Required work ▸
Please write out the items again starting at the line containing "the snowfield, each" and ending at the line containing "Query: mountain", changing "turning-movement log" to "traffic count sheet" and keeping everything else the same. Leave the pictures out of your answer.

Given information ▸
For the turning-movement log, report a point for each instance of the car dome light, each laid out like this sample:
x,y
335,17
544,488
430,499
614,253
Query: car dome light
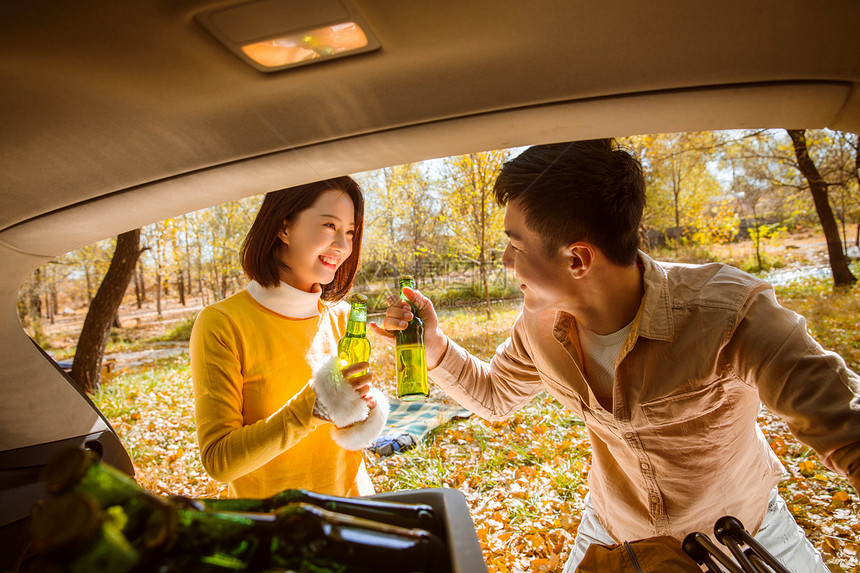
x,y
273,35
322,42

* * *

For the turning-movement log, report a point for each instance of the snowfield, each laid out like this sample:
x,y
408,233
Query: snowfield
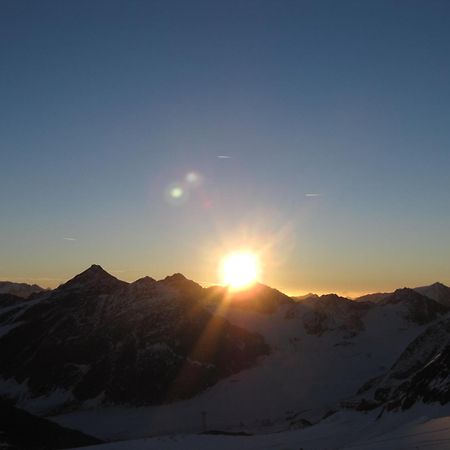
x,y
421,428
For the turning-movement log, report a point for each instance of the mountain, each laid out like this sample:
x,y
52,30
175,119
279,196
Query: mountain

Response to this exercise ▸
For the traffic count sheet, report a point for each instance of the snowfield, each laid out like this sample:
x,y
408,233
Query: snowfield
x,y
421,428
For the traffic count sheet, report a point for each instance of the mountain, each laid out like this sample:
x,y
52,30
175,119
279,196
Query: mountain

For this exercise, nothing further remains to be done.